Task instructions:
Count the lines in the material below that contain the string "woman", with case counting, and report only that number.

[start The data]

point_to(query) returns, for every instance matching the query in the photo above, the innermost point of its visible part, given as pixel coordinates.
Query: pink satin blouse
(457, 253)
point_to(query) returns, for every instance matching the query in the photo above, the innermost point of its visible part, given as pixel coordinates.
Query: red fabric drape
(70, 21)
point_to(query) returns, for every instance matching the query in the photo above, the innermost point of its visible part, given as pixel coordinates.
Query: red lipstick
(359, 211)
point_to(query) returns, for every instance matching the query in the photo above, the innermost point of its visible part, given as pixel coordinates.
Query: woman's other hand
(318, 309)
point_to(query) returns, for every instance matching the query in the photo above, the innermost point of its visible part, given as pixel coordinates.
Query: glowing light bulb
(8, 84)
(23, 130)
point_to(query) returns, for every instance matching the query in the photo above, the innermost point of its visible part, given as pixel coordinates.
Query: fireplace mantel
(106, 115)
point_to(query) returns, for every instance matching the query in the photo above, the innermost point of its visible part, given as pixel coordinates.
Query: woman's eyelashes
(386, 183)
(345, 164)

[end The data]
[start The data]

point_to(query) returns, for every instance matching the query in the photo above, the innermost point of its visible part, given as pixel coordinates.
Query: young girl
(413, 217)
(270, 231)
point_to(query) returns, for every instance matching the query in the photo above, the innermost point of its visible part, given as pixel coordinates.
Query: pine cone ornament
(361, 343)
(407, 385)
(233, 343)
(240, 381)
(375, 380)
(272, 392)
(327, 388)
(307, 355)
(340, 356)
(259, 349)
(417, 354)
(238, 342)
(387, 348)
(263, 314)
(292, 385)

[end The data]

Written answer:
2